The CSurv M-Tek 3G cell survey tool delivers a comprehensive set of accurate
measurements on 3G networks. The software tools allow the user to collect
off-air data relating to 3G network coverage and topography. The package
provides the accurate RF measurements needed for forensic examination,
whether in real time or historical analysis.
Major Features
•
•
•
•
•
Reports 3G RF Lev, Cell id's - PSC's - sync list - async list - ec/lo
Logs 3G network drop-out locations
Data is exported in CSV format for easy integration
Real time display of GPS data
Post Data-capture analysis using Microsoft MapPoint
It is assumed that:
Drivers have been installed correctly for the CSurv M-Tek hardware.
Optional - Microsoft MapPoint 2004 or 2006 Europe or USA is installed
and registered. Required only if Mappoint demo plugins are to be
used.
□ □ □ □ □
* WHAT YOU WILL DO *
[1] In the survey tool text, rewrite the part between "Major Features" and "CSurv M-Tek hardware.", inclusive, replacing "CSV" with "XML".
[2] List every major feature that the survey tool text names.

* COLLECTED MATERIAL *
□ □ □ □ □
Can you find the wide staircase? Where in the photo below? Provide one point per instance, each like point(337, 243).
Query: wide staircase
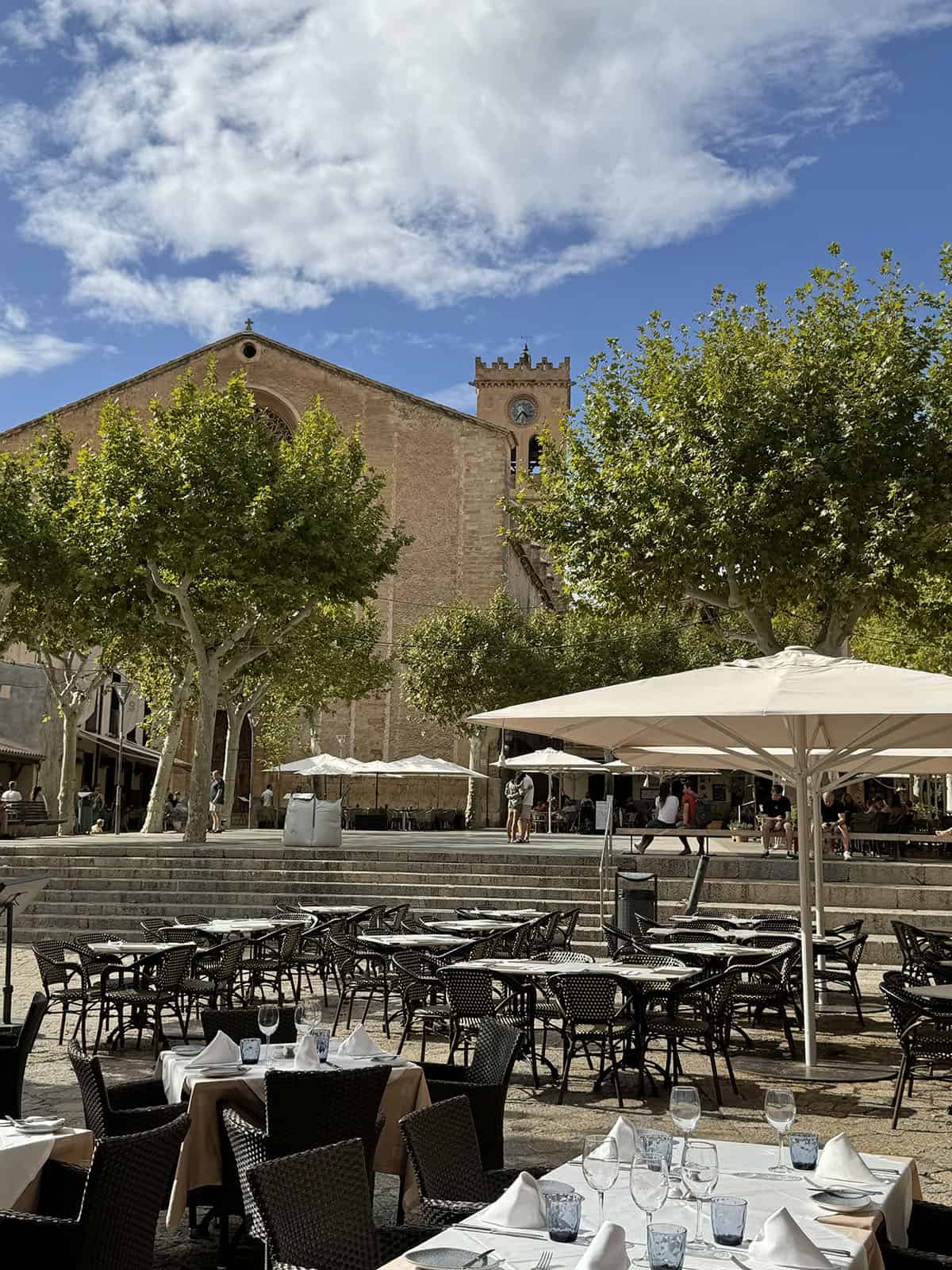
□ □ □ □ □
* RESULTS FOR EACH TASK *
[1]
Major Features
•
•
•
•
•
Reports 3G RF Lev, Cell id's - PSC's - sync list - async list - ec/lo
Logs 3G network drop-out locations
Data is exported in XML format for easy integration
Real time display of GPS data
Post Data-capture analysis using Microsoft MapPoint
It is assumed that:
Drivers have been installed correctly for the CSurv M-Tek hardware.

[2]
- Reports 3G RF Lev, Cell id's - PSC's - sync list - async list - ec/lo
- Logs 3G network drop-out locations
- Data is exported in CSV format for easy integration
- Real time display of GPS data
- Post Data-capture analysis using Microsoft MapPoint